++++ Records for processing ++++
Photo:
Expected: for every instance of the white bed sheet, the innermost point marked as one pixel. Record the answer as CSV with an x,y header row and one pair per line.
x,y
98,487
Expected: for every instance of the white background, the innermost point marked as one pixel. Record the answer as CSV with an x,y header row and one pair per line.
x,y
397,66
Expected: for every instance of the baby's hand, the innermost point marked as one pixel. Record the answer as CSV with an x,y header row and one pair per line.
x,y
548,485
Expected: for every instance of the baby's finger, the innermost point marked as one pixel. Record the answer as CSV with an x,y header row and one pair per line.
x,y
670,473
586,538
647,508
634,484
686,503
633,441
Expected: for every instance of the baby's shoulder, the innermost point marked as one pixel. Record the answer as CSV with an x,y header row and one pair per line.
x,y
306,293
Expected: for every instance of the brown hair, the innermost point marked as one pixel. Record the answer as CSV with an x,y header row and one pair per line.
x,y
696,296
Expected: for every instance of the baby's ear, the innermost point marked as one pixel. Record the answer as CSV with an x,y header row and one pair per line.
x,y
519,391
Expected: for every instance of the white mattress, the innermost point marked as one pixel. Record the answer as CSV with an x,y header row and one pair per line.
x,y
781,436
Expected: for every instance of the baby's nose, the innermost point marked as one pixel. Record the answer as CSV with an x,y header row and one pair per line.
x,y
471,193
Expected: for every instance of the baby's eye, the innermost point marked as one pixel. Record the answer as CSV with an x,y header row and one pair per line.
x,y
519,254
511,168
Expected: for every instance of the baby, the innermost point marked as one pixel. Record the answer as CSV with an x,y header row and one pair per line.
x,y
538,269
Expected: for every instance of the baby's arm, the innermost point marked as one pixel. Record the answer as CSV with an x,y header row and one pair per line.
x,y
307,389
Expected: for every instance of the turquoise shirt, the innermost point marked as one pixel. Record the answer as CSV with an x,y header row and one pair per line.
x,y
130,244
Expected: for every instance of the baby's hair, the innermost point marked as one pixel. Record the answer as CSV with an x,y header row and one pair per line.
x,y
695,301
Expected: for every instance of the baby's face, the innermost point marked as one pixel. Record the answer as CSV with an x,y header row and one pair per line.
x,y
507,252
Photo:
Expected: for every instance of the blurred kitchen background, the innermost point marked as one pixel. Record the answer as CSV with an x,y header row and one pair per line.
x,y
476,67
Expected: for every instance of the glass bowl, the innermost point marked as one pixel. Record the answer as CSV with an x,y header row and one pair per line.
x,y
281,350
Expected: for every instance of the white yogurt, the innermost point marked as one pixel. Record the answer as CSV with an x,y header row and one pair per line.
++++
Prompt =
Begin with the line containing "Expected: for every instance of the baby's eye, the" and repeat each line exactly until the records above end.

Task output =
Expected: for every instance of the baby's eye, the innermost point marked as one pixel. Record the answer as CSV with an x,y header row and one pair per line.
x,y
519,254
511,168
Expected: for every instance of the baby, the innermost point marked as one pixel. Record the answer as CSV with an x,y header row and one pair per line.
x,y
538,269
Expected: for every instance of the baby's arm, the innermost point marked as one pixel. Record the answer as CSV with an x,y header row and one pair per line.
x,y
307,389
Expected: for every instance of the turquoise shirt, the innermost point marked as one pixel. Record the answer as CSV with an x,y header row and one pair per line.
x,y
130,244
Expected: for every instance of the baby's hair, the innermost point marked as one pixel. Record the answer as CSV with an x,y header row and one pair per line.
x,y
695,301
Expected: for every instance of the baby's face, the innermost point marked as one pixel. Record the answer as CSV with an x,y header row and one pair per line.
x,y
507,252
Photo:
Expected: for every instance of the blurred kitchen background, the innermost point marked as one pixel. Record the answer as CSV with an x,y header row and one pair per line.
x,y
476,67
Expected: for every instance of the glass bowl, the innermost point marked as one pixel. Record the answer as CSV with an x,y header row and one pair per line.
x,y
281,350
Expected: for every instance of the white yogurt, the innermost point marked as one pixel. Record the answer as CSV with an x,y header row and one pair per line.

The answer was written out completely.